◆ Task directions ◆
Substitute "snow-laden tree" for "frost-covered tree" and write out everything from the row containing "I'd owe you one! Could you mark where the frost-covered tree" down to the row containing "[387,3,482,138]", leaving all else unchanged.

◆ Material provided ◆
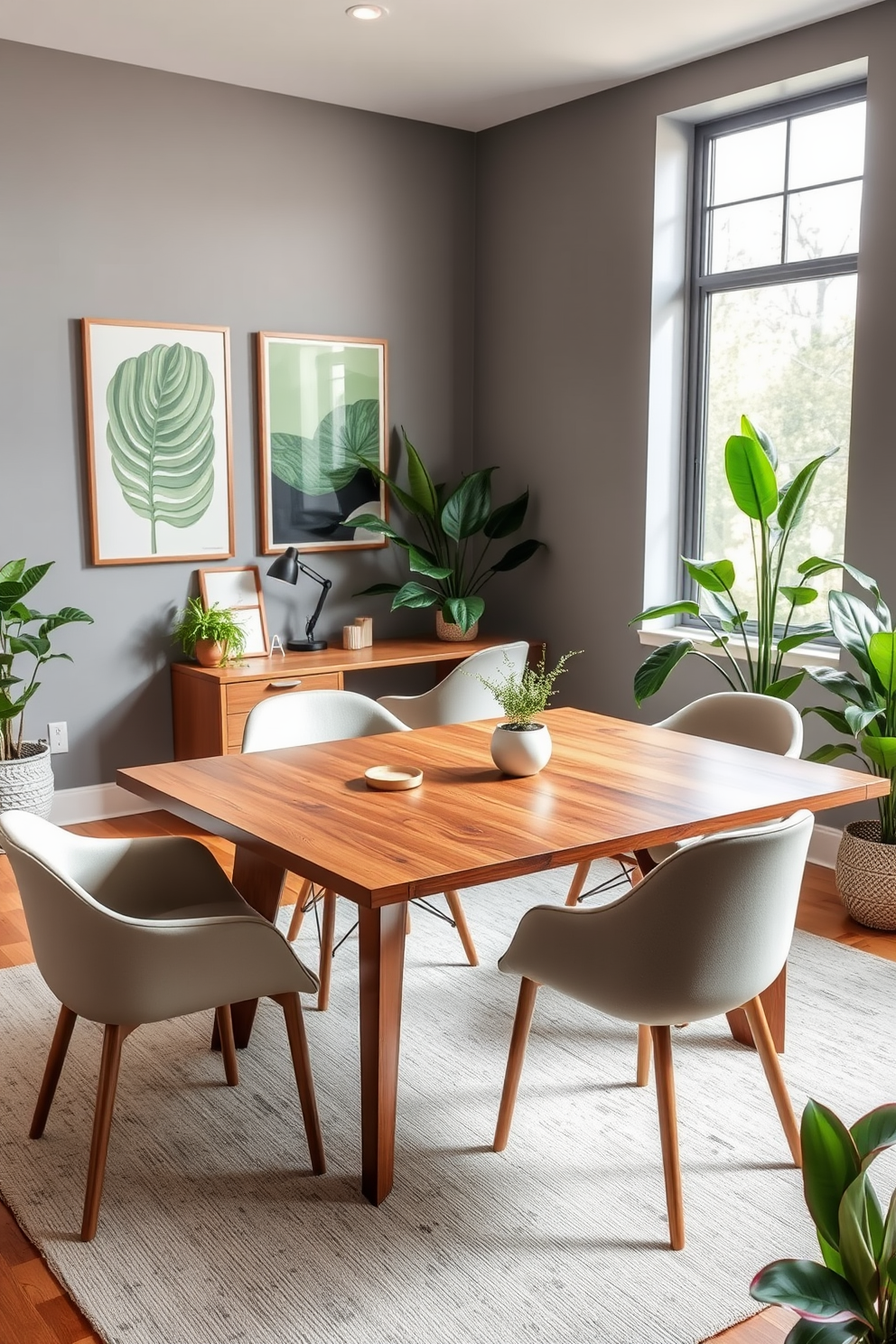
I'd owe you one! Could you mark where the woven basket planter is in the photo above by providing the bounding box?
[837,821,896,930]
[0,742,52,817]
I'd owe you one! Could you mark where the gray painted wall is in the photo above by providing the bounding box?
[0,42,474,788]
[475,4,896,821]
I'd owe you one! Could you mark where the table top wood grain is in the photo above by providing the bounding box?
[117,708,890,907]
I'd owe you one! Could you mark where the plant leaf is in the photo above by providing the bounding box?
[442,597,485,634]
[442,466,496,542]
[489,537,544,574]
[482,490,529,539]
[402,425,439,518]
[634,639,693,708]
[799,1101,861,1250]
[106,344,215,555]
[750,1261,868,1324]
[629,602,700,625]
[725,434,778,521]
[681,555,735,593]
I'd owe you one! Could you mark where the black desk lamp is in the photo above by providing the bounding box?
[267,546,333,653]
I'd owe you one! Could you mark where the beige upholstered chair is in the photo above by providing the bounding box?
[243,691,478,1012]
[567,691,803,906]
[494,812,813,1250]
[378,639,529,728]
[0,812,325,1240]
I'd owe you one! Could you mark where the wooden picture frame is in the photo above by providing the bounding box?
[199,565,270,658]
[258,332,388,555]
[80,317,234,565]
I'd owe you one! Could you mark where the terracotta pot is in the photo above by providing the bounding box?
[0,742,53,817]
[435,611,480,644]
[837,821,896,930]
[193,639,227,668]
[491,723,554,779]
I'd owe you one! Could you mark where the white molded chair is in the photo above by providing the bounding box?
[243,691,478,1012]
[565,691,803,906]
[494,812,813,1250]
[0,812,325,1240]
[378,639,529,728]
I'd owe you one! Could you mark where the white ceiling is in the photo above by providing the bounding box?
[0,0,873,130]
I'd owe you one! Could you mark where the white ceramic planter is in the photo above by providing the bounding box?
[0,742,53,817]
[491,723,554,777]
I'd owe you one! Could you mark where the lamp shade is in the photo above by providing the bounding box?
[267,546,298,583]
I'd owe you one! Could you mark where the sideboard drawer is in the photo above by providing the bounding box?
[227,672,342,755]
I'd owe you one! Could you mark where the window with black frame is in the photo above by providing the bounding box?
[684,85,865,623]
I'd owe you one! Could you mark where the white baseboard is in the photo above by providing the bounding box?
[808,823,844,868]
[50,784,157,826]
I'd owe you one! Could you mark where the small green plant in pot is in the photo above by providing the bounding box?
[803,560,896,930]
[344,430,544,639]
[171,597,246,668]
[629,415,835,705]
[475,649,582,777]
[0,560,93,817]
[750,1101,896,1344]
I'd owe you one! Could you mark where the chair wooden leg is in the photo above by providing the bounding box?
[28,1004,78,1138]
[275,994,326,1176]
[491,975,538,1153]
[742,999,802,1167]
[80,1025,127,1242]
[650,1027,686,1251]
[317,891,336,1012]
[215,1004,239,1087]
[286,878,312,942]
[637,1022,653,1087]
[565,859,591,906]
[444,891,480,966]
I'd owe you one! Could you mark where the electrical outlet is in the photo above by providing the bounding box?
[47,723,69,755]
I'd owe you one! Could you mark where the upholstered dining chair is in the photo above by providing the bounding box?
[494,812,813,1250]
[565,691,803,906]
[378,639,529,728]
[243,691,478,1012]
[0,812,325,1240]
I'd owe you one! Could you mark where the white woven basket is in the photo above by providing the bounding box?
[0,742,53,817]
[837,821,896,930]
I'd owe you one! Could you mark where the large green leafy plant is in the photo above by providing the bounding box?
[629,415,832,705]
[0,560,93,761]
[106,344,215,555]
[345,430,544,633]
[803,560,896,844]
[750,1101,896,1344]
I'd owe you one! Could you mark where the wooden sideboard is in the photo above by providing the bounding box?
[171,639,541,761]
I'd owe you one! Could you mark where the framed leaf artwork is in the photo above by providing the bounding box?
[82,317,234,565]
[258,332,388,555]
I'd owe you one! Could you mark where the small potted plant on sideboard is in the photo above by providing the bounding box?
[0,560,93,817]
[477,649,582,779]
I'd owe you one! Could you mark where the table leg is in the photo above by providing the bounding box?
[725,964,788,1055]
[359,901,406,1204]
[210,845,286,1050]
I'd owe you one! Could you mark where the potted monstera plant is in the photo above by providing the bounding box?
[803,560,896,929]
[344,429,544,639]
[0,560,93,817]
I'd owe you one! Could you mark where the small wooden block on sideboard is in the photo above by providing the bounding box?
[171,639,541,761]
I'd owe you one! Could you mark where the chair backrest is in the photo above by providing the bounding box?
[501,812,813,1025]
[378,639,529,728]
[243,691,407,751]
[654,691,803,757]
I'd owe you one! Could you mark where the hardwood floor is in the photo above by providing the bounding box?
[0,812,896,1344]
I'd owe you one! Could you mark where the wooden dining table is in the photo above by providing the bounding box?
[117,708,890,1204]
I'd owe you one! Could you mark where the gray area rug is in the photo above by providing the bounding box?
[0,873,896,1344]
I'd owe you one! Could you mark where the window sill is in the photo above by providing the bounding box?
[638,625,840,668]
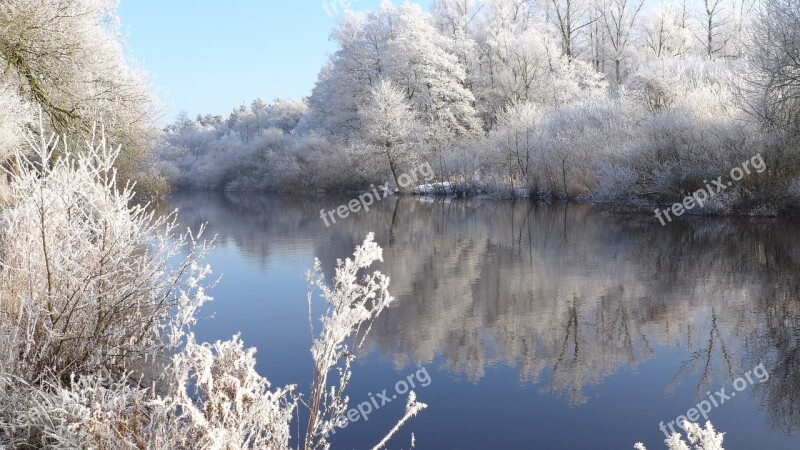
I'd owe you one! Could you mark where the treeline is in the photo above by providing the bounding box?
[158,0,800,214]
[0,0,165,192]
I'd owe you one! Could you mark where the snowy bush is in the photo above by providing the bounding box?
[0,125,209,382]
[0,126,425,450]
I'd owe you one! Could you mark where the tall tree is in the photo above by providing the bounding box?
[0,0,155,185]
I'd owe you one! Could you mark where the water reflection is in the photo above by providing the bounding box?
[161,194,800,440]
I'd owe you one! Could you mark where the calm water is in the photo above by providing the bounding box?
[158,194,800,450]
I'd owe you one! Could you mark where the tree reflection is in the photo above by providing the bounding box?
[161,194,800,432]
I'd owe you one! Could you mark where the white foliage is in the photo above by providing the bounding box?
[0,123,209,381]
[633,422,725,450]
[304,233,394,450]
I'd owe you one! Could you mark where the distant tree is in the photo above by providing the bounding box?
[600,0,644,86]
[0,0,156,186]
[749,0,800,135]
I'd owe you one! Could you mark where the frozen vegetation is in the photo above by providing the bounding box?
[0,125,426,450]
[157,0,800,214]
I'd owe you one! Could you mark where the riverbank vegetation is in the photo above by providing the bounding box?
[158,0,800,214]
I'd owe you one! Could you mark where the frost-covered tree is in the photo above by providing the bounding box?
[0,125,426,450]
[359,80,417,189]
[639,4,692,61]
[600,0,644,86]
[633,422,725,450]
[748,0,800,136]
[0,125,208,383]
[387,3,482,138]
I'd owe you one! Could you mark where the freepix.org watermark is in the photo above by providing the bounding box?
[656,153,767,226]
[319,162,434,227]
[331,367,431,434]
[658,363,769,439]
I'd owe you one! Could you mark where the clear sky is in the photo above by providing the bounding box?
[119,0,432,122]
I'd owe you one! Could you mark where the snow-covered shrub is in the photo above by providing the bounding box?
[0,123,210,382]
[0,136,425,450]
[633,422,725,450]
[163,336,296,450]
[592,164,639,202]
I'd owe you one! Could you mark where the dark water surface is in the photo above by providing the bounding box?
[162,193,800,450]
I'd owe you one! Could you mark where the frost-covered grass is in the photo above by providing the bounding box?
[633,422,725,450]
[0,125,425,449]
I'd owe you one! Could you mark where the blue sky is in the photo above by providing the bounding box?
[119,0,432,123]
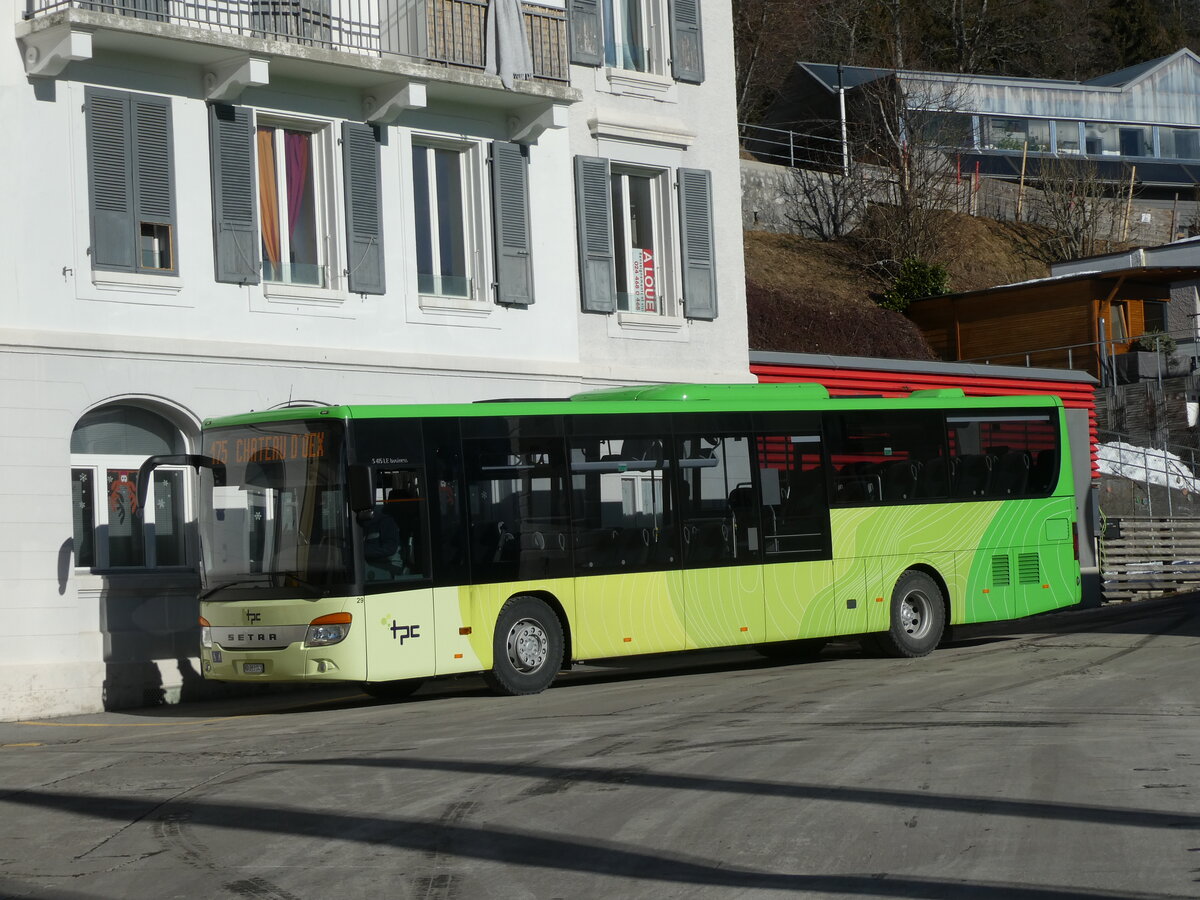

◆ Solved exercise ◆
I'd owe you one! Could you mark where the snow-laden tree is in the photo above by providing the bounding box?
[0,125,426,450]
[359,80,417,189]
[639,4,692,61]
[600,0,644,86]
[633,422,725,450]
[748,0,800,136]
[0,125,208,383]
[387,3,482,138]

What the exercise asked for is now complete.